ENTRIES ->
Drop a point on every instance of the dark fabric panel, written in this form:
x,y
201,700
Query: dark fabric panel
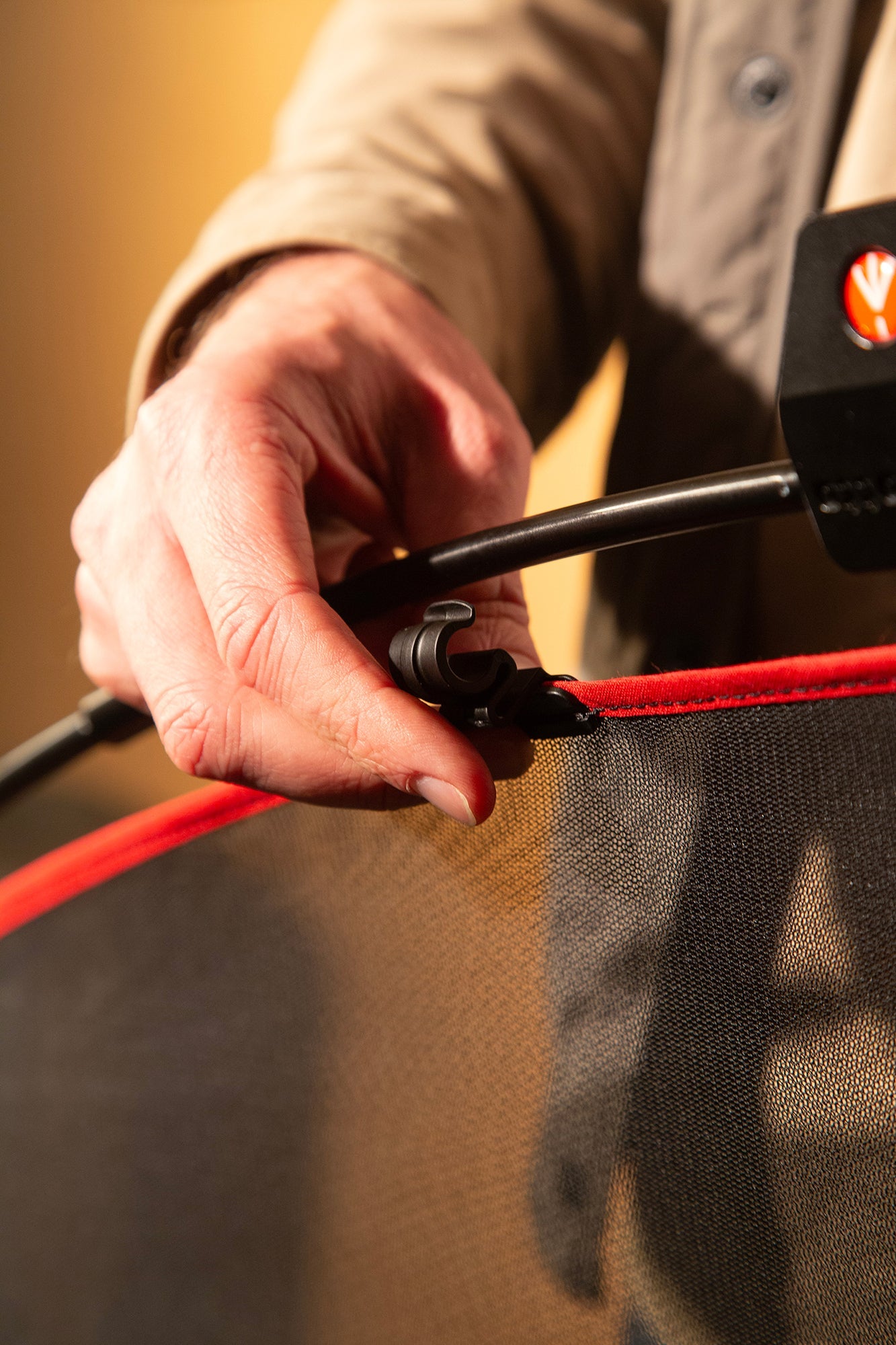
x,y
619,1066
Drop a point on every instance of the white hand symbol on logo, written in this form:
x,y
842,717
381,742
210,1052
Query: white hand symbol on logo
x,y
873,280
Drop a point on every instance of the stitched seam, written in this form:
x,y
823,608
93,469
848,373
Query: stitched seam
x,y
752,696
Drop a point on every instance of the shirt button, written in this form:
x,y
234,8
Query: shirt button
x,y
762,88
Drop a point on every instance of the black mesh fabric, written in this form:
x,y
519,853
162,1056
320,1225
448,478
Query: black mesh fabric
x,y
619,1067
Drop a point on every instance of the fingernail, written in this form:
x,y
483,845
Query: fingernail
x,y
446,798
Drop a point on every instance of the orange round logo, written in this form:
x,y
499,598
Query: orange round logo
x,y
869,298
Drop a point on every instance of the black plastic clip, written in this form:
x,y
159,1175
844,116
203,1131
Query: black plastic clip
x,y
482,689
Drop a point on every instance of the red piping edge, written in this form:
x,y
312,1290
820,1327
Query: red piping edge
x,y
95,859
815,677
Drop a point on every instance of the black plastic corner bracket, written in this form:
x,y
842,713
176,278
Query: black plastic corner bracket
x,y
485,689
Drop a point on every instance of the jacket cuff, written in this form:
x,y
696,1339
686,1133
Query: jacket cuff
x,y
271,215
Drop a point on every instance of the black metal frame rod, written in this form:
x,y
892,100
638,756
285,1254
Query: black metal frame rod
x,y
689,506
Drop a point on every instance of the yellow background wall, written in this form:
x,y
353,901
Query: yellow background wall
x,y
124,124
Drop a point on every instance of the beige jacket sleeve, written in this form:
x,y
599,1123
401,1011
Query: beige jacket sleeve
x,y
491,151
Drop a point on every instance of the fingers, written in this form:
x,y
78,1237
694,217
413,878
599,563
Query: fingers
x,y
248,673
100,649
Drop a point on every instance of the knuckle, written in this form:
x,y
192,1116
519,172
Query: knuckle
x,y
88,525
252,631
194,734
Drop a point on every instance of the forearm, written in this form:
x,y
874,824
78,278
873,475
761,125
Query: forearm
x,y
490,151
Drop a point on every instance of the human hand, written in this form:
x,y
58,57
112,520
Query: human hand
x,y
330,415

WHAT THE EXERCISE ASKS ->
Reproduce the listing above line for line, with no changes to wording, numbers, or order, and leave out the picture.

ANSWER BELOW ->
Drop a point on every instance of the dark fabric panel, written in this form:
x,y
201,700
Query: dark fabric panel
x,y
619,1066
Drop a point on every instance of the white hand symbol on logo, written in this form:
x,y
842,717
381,742
210,1052
Query: white hand symbol on logo
x,y
873,280
Drop a point on every instance of the stitched seam, written in this form:
x,y
823,608
93,469
848,373
Query: stitched seam
x,y
752,696
Drop a point on every instance of the shirt button, written in this form:
x,y
234,8
Query: shirt button
x,y
762,88
Drop a point on every instance of the black mesh fabric, written in this form:
x,y
519,853
162,1056
320,1225
448,478
Query: black mesh fabric
x,y
619,1067
Drop a point on every instance of the fingernail, written in this form:
x,y
483,845
Query: fingernail
x,y
446,798
Drop a point on every instance of the orange round logo, written in this form:
x,y
499,598
Query: orange round logo
x,y
869,298
Drop a point on every instance of the black plastic clip, written in this form:
x,y
159,1175
844,116
203,1131
Query: black plastic clip
x,y
482,689
Drop a point on every instance of the red piping edge, written in this form:
x,y
312,1290
820,1327
Query: red piping edge
x,y
95,859
815,677
Drop a point on every instance of the black plastic corner bracket, written in this form:
x,y
842,713
176,278
Query: black plastic corner bracket
x,y
485,689
Drop a point on every instance of the jacket cuff, written in this form:
x,y
696,1339
686,1133
Query: jacket cuff
x,y
271,215
Drop a point on every instance of the black metal frame rod, written in this form:
x,y
892,100
638,756
285,1254
Query: black metal frame rod
x,y
689,506
Drop a point on every instance of the yellow background wall, written in this form:
x,y
353,901
Query: yellow background wall
x,y
124,124
Drop a point on every instance of the beige jacket sleeve, written in this form:
x,y
599,1123
401,1011
Query: beige jacket sleeve
x,y
491,151
Drop a point on every instance of the fingers, written in this form:
x,y
78,1237
694,217
413,878
599,563
Query: fingers
x,y
248,673
100,649
Drop a point on every instance of the knuckle, written in this form:
x,y
192,1116
519,172
Query: knuckle
x,y
88,525
252,631
194,734
Drop a point on every instance of the forearm, written in this form:
x,y
874,824
78,278
873,475
761,125
Query: forearm
x,y
490,151
Drop a point on every instance of the human hand, written in this form:
x,y
58,57
112,520
Query: human hand
x,y
330,415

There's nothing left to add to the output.